§ Natural-language object grounding data:
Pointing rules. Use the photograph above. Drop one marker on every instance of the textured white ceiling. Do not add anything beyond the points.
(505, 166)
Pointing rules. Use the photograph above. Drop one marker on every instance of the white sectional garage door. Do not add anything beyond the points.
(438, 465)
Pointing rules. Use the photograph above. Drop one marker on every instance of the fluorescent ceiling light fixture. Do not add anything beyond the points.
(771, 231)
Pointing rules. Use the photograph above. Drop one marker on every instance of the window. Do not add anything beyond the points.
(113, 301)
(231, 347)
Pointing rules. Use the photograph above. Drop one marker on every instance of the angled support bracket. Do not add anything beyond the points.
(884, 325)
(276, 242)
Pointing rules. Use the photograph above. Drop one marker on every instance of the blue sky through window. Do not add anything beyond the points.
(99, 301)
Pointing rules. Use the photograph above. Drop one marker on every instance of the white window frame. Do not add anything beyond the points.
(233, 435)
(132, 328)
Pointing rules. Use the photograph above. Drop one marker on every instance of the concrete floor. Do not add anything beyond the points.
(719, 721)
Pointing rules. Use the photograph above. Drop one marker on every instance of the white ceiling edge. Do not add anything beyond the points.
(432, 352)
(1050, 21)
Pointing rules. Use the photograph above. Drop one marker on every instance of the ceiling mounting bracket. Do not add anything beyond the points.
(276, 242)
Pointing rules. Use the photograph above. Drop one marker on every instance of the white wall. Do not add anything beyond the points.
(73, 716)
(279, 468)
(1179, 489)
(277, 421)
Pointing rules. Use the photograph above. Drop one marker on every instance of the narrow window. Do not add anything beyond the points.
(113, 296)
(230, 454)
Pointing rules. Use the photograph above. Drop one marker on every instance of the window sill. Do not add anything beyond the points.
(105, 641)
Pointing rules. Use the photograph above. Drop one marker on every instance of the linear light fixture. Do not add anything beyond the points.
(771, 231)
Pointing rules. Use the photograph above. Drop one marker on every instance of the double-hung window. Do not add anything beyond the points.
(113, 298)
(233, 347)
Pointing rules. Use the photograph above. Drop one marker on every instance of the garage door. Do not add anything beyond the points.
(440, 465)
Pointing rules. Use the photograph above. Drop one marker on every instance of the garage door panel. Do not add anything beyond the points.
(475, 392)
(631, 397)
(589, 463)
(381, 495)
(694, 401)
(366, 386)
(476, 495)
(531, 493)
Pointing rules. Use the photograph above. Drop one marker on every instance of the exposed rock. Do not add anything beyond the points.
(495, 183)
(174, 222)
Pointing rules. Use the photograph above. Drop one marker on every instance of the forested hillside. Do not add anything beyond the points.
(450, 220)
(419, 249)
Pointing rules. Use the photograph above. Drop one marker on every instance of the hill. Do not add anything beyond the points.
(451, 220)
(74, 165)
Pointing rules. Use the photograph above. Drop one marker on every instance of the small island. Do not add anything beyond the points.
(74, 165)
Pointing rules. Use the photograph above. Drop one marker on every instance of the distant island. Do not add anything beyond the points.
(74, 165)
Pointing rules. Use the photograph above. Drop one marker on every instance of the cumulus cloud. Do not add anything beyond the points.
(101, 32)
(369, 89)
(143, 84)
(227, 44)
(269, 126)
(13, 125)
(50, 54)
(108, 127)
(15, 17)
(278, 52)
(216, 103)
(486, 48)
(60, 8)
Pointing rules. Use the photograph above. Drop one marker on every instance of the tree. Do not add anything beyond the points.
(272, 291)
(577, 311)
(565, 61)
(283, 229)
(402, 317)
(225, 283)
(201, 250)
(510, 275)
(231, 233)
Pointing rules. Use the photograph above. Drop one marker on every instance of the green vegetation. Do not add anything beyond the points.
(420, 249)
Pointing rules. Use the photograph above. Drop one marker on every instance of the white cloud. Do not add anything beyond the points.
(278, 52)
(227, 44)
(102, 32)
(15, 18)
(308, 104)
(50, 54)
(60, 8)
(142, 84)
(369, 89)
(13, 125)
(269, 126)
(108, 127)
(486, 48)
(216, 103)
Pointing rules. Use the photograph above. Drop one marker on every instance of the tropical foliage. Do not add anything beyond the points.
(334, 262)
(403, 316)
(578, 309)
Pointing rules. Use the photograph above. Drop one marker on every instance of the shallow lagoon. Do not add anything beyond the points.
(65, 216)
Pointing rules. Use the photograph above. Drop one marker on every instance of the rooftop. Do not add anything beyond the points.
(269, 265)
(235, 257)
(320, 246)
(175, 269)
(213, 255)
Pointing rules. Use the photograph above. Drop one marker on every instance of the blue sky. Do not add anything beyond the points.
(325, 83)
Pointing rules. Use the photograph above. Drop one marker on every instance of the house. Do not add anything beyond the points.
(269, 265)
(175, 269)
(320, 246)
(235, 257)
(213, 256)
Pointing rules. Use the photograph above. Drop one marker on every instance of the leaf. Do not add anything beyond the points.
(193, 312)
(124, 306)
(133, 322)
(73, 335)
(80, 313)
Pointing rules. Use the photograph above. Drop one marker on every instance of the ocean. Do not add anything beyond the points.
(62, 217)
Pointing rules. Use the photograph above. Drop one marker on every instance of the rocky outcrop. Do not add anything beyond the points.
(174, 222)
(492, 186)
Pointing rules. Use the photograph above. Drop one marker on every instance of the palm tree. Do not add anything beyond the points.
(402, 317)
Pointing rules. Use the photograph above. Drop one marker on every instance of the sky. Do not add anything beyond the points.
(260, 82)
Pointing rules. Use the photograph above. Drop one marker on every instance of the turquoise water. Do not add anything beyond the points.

§ What the task requires:
All entries should be given again precisely as they appear above.

§ Response to the task:
Pointing rules. Use the photograph above. Drop one marker on every instance of the textured white ceiling. Do not add anything beyond the points.
(505, 166)
Pointing rules. Use the photograph above. Drop one marker on every instance of the white sectional garage door. Do not add anything beyond the points.
(438, 465)
Pointing rules. Use the photograph above. Drop one marker on every instance of the fluorescent ceiling light fixture. Do not add anything beyond the points.
(771, 231)
Pointing rules. Use the photograph above. Drop one marker on every instance of the window. Do not add anything beyond the points.
(113, 301)
(231, 347)
Pointing rules. Use the photograph above. Drop one marker on every instance of the angled support bracket. Do not add anything beyond the points.
(884, 325)
(276, 242)
Pointing rules. Use the photograph above. Drop one marker on every instance of the blue sky through window. Do not add anything beyond the points.
(99, 301)
Pointing rules. Use the photograph above. Drop one marker on every instance of the white window frame. Do not add anything beyond the points.
(233, 435)
(132, 328)
Pointing rules. Use the photograph above. Drop one marker on every instance of the concrete floor. Do not add anything beyond the points.
(719, 721)
Pointing rules. Use the photograph above. Drop one marker on every instance of the white ceiling edge. Do not add anything beyond the points.
(432, 352)
(1050, 21)
Pointing rules. Use the photograph above. Drop one marker on every instance of the ceiling mounting bracket. Do not add anything beyond the points.
(276, 242)
Pointing rules. Use the photograph above. Drop one marker on every instance of the white wall. Do not add anything beyond the points.
(73, 716)
(279, 468)
(1179, 489)
(277, 421)
Pointing rules. Use the photograph above. Drop one marker on every instance of the narrow window. Do not add anything beyond the points.
(113, 296)
(230, 454)
Pointing rules. Use the photograph above. Drop one marker on every instance of the window sill. Do not add anything beyond the points.
(105, 641)
Pointing rules. Use the photograph above. Drop one marker on every instance of the linear light fixture. Do not add anything beyond the points.
(771, 231)
Pointing rules. Use the photograph above. Drop one marker on every instance of the double-hung window. Do not add anything beyond the points.
(113, 298)
(233, 347)
Pointing rules. Use the photograph above. Drop one marker on every instance of the garage door. Do not add anything beyond the points.
(440, 465)
Pointing rules. Use the photograph above. Drop one marker on every instance of the garage door panel. Do not add anything beyond the points.
(475, 392)
(631, 397)
(589, 463)
(381, 495)
(694, 401)
(366, 386)
(476, 495)
(531, 493)
Pointing rules. Use the photograph above. Drop one marker on every instance of the exposed rock. Do not add anything beyond the points.
(495, 183)
(174, 222)
Pointing rules. Use the photograph above. Drop one marker on every instance of the forested hillside. Do not add anything beyond the points.
(450, 220)
(419, 249)
Pointing rules. Use the photograph above. Drop one marker on every instance of the hill. Do not add anything beyond the points.
(451, 220)
(74, 165)
Pointing rules. Use the photograph above. Drop one marker on every instance of the small island. Do not add anything beyond the points.
(74, 165)
Pointing rules. Use the photograph above. Drop one marker on every instance of the distant island. Do not add anything beyond the points.
(74, 165)
Pointing rules. Use the photograph above. Drop one marker on every instance of the cumulus cloud. Do not add anything beyond the points.
(101, 32)
(369, 89)
(143, 84)
(227, 44)
(269, 126)
(13, 125)
(50, 54)
(108, 127)
(15, 17)
(278, 52)
(216, 103)
(486, 48)
(60, 8)
Pointing rules. Use the photograph above. Drop one marker on every instance of the tree. Do not add anything beyond the points.
(272, 291)
(577, 311)
(565, 61)
(283, 229)
(402, 317)
(225, 283)
(201, 250)
(510, 275)
(231, 233)
Pointing rules. Use the photograph above. Drop one marker on every instance of the green vegetation. Do not add anything beyond the points.
(420, 249)
Pointing rules. Use the photograph above. Drop one marker on every instance of the white cloud. Do not add anything beyond the points.
(278, 52)
(227, 44)
(102, 32)
(15, 18)
(308, 104)
(50, 54)
(60, 8)
(142, 84)
(369, 89)
(13, 125)
(269, 126)
(108, 127)
(486, 48)
(216, 103)
Pointing rules. Use the photograph above. Drop one marker on every instance of the tropical foliage. Do not add anything beyond the points.
(334, 262)
(403, 316)
(578, 309)
Pointing rules. Use the photograph above. Drop one marker on every instance of the shallow lagoon. Do not add anything beyond the points.
(65, 216)
Pointing rules. Use the photograph above. Drop one marker on every instance of the rooftop. Do not add anything beyond the points.
(269, 265)
(235, 257)
(320, 246)
(175, 269)
(213, 255)
Pointing rules. Use the photograph above. Drop one marker on every instance of the blue sky. Do not add anything beyond the points.
(325, 83)
Pointing rules. Use the photograph above. Drop one marker on every instance of the house. Do not add anything beyond the points.
(269, 265)
(175, 269)
(320, 246)
(235, 257)
(213, 256)
Pointing rules. Use the photograph above. Drop one marker on every instance of the leaf. Do not add anything beyond the points.
(193, 312)
(124, 306)
(133, 322)
(73, 335)
(80, 313)
Pointing rules. Use the photograph above. Drop one marker on every instance of the ocean. Do not add anything beyond the points.
(62, 217)
Pointing rules. Use the photograph above. Drop one marker on every instance of the rocky outcrop. Do not add anything beyond the points.
(174, 222)
(492, 186)
Pointing rules. Use the photograph above. Drop one marker on every instance of the palm tree. Do not add anything beyond the points.
(402, 317)
Pointing rules. Use the photograph above. Drop one marker on every instance of the sky. Do not add anything beyond the points.
(260, 82)
Pointing rules. Use the photograph above. Drop one marker on every instance of the turquoise water. Do not add anything beyond the points.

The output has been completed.